Material >>
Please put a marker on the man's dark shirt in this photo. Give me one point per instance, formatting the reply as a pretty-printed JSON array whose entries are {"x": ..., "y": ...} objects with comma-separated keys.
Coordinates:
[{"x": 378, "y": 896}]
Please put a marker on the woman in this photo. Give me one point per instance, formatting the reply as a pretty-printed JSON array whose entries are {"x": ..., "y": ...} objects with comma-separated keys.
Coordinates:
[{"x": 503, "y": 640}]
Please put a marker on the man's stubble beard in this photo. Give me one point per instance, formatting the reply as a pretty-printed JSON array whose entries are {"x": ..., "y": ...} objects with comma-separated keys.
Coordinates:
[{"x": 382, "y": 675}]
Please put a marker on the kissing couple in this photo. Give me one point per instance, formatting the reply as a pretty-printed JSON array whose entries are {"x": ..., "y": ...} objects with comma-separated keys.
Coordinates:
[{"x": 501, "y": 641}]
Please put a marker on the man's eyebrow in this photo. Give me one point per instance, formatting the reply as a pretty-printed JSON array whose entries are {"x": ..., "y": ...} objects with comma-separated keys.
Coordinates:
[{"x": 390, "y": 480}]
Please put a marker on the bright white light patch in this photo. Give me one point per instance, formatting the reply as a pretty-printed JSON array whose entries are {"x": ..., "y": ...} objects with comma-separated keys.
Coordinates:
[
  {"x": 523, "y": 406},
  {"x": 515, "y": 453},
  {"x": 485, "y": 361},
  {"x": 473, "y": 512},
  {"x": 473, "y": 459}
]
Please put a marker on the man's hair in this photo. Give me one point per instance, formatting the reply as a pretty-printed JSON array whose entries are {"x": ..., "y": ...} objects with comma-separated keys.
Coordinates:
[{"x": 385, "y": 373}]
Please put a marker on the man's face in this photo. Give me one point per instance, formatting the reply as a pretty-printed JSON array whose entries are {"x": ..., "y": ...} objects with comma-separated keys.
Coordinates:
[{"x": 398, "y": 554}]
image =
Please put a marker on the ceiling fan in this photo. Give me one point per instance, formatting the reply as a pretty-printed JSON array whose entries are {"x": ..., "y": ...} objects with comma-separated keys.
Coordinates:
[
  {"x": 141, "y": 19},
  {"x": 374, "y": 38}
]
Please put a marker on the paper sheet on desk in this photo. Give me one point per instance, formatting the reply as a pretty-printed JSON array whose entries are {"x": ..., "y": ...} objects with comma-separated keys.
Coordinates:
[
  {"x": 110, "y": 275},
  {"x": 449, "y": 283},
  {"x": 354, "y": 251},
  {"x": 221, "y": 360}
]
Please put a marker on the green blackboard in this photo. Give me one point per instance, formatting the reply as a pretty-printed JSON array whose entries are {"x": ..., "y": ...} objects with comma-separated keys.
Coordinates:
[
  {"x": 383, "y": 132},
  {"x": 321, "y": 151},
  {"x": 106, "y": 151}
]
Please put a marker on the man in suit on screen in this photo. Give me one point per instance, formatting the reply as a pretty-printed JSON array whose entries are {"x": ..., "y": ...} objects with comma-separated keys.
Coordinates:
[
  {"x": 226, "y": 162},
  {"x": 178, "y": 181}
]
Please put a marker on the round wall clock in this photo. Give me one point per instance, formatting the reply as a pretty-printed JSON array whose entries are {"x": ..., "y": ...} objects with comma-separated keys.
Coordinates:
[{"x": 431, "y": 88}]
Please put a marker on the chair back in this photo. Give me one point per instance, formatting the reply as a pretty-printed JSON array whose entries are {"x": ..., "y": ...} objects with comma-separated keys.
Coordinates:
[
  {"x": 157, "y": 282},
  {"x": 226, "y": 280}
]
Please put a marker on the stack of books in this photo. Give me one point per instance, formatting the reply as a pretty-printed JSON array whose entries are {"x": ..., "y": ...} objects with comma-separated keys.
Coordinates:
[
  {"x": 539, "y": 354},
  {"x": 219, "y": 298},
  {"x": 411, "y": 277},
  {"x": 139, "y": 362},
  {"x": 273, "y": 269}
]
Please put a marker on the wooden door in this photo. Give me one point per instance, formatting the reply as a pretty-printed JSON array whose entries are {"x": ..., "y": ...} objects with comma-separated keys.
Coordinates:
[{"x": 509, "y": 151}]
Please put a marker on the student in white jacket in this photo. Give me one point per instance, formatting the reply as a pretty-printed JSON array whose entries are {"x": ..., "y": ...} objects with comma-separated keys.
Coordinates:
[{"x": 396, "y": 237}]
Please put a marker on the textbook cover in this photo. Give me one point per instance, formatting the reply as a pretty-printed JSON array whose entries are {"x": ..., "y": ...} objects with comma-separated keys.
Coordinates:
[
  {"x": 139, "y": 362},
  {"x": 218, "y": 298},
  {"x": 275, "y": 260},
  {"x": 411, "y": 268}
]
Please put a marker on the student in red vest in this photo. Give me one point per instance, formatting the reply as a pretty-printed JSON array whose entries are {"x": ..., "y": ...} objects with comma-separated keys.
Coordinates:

Short problem >> Lay out every line of the items above as a JSON list of strings, one string per line, with blank lines left out.

Complete response >>
[
  "Please put a marker on the man's dark shirt in this photo. Give me one point per instance, formatting the reply as a pretty-printed JSON array whose entries are {\"x\": ..., \"y\": ...} objects with comma-separated keys.",
  "Coordinates:",
  "[{\"x\": 378, \"y\": 896}]",
  "Please put a marker on the woman in this photo. Give me one point per instance, formatting the reply as a pretty-printed JSON array whose entries are {\"x\": ..., \"y\": ...} objects with comma-separated keys.",
  "Coordinates:",
  "[{\"x\": 503, \"y\": 640}]",
  "Please put a marker on the man's stubble beard in this photo. Give me one point per instance, formatting the reply as a pretty-printed JSON array whose entries are {\"x\": ..., \"y\": ...} objects with comma-separated keys.",
  "Coordinates:",
  "[{\"x\": 382, \"y\": 675}]",
  "Please put a marker on the kissing couple in this photo. Give me one point per instance, formatting the reply as a pretty-printed JSON array whose entries are {\"x\": ..., \"y\": ...} objects with comma-separated keys.",
  "Coordinates:",
  "[{\"x\": 501, \"y\": 641}]",
  "Please put a marker on the man's eyebrow in this photo. Give me one point per instance, formatting the reply as a pretty-printed JSON array whose entries are {\"x\": ..., \"y\": ...} objects with comma-separated keys.",
  "Coordinates:",
  "[{\"x\": 390, \"y\": 480}]",
  "Please put a marker on the bright white light patch in this photo. Give me one point per instance, formatting the reply as a pretty-printed JSON array whose entries are {\"x\": ..., \"y\": ...} objects with comma-separated keys.",
  "Coordinates:",
  "[",
  "  {\"x\": 523, \"y\": 406},",
  "  {\"x\": 515, \"y\": 453},",
  "  {\"x\": 485, \"y\": 361},",
  "  {\"x\": 473, \"y\": 512},",
  "  {\"x\": 473, \"y\": 459}",
  "]",
  "Please put a marker on the man's hair in this photo. Give me one point per instance, formatting the reply as a pretty-printed JSON array whose entries are {\"x\": ..., \"y\": ...} objects with comma-separated keys.",
  "Coordinates:",
  "[{\"x\": 385, \"y\": 373}]",
  "Please put a marker on the man's face in this photo. Give me one point per instance, formatting the reply as a pretty-printed JSON array whose entries are {\"x\": ..., \"y\": ...} objects with comma-separated keys.",
  "Coordinates:",
  "[{\"x\": 398, \"y\": 554}]",
  "image =",
  "Please put a marker on the ceiling fan in this photo. Give me one point per instance, formatting the reply as a pretty-printed JSON array whose entries are {\"x\": ..., \"y\": ...} objects with comma-separated keys.",
  "Coordinates:",
  "[",
  "  {\"x\": 141, \"y\": 19},",
  "  {\"x\": 374, \"y\": 38}",
  "]",
  "Please put a marker on the paper sheet on desk in this photo. Give me one point per instance, formatting the reply as a pretty-printed JSON array whose entries are {\"x\": ..., \"y\": ...} objects with comma-separated keys.",
  "Coordinates:",
  "[",
  "  {\"x\": 110, \"y\": 275},",
  "  {\"x\": 449, \"y\": 283},",
  "  {\"x\": 354, \"y\": 251},",
  "  {\"x\": 221, \"y\": 360}",
  "]",
  "Please put a marker on the green blackboard in this photo. Give me one point per instance, formatting the reply as a pretty-printed JSON array whose entries are {\"x\": ..., \"y\": ...} objects with comma-separated keys.",
  "Coordinates:",
  "[",
  "  {\"x\": 383, \"y\": 132},",
  "  {\"x\": 321, \"y\": 151},",
  "  {\"x\": 106, \"y\": 151}",
  "]",
  "Please put a marker on the man in suit on screen in this photo. Give me one point per instance, formatting the reply as a pretty-printed JSON array whose entries are {\"x\": ..., \"y\": ...} objects with comma-separated keys.",
  "Coordinates:",
  "[",
  "  {\"x\": 226, \"y\": 162},",
  "  {\"x\": 178, \"y\": 181}",
  "]",
  "Please put a marker on the round wall clock in this photo. Give me one point per instance, formatting the reply as a pretty-printed JSON array whose entries are {\"x\": ..., \"y\": ...} objects with comma-separated keys.",
  "Coordinates:",
  "[{\"x\": 431, \"y\": 88}]",
  "Please put a marker on the chair back in this photo. Give me one point per instance, formatting the reply as a pretty-printed JSON array whose entries are {\"x\": ..., \"y\": ...} objects with comma-separated keys.",
  "Coordinates:",
  "[",
  "  {\"x\": 157, \"y\": 282},",
  "  {\"x\": 226, \"y\": 280}",
  "]",
  "Please put a marker on the stack of books in this photo. Give me one point per instance, formatting the reply as a pretty-printed JSON array whose entries are {\"x\": ..., \"y\": ...} objects with comma-separated keys.",
  "Coordinates:",
  "[",
  "  {\"x\": 539, \"y\": 354},",
  "  {\"x\": 219, \"y\": 298},",
  "  {\"x\": 411, \"y\": 277},",
  "  {\"x\": 139, \"y\": 362},",
  "  {\"x\": 273, \"y\": 269}",
  "]",
  "Please put a marker on the wooden door in this photo. Give me one point per instance, formatting the reply as a pretty-printed JSON array whose entries are {\"x\": ..., \"y\": ...} objects with comma-separated keys.",
  "Coordinates:",
  "[{\"x\": 509, \"y\": 151}]",
  "Please put a marker on the student in white jacket in this photo. Give me one point per instance, formatting the reply as a pretty-printed JSON array whose entries are {\"x\": ..., \"y\": ...} objects with comma-separated keys.",
  "Coordinates:",
  "[{\"x\": 396, \"y\": 237}]",
  "Please put a marker on the textbook cover in this photo. Give me one point per instance, formatting the reply as a pretty-printed JSON array whose entries are {\"x\": ..., \"y\": ...} objects with comma-separated keys.",
  "Coordinates:",
  "[",
  "  {\"x\": 139, \"y\": 362},",
  "  {\"x\": 218, \"y\": 298},",
  "  {\"x\": 275, \"y\": 260},",
  "  {\"x\": 411, \"y\": 268}",
  "]",
  "Please put a marker on the student in red vest in this photo. Give me one point per instance, formatting the reply as a pretty-printed JSON array whose entries are {\"x\": ..., \"y\": ...} objects with comma-separated keys.",
  "Coordinates:"
]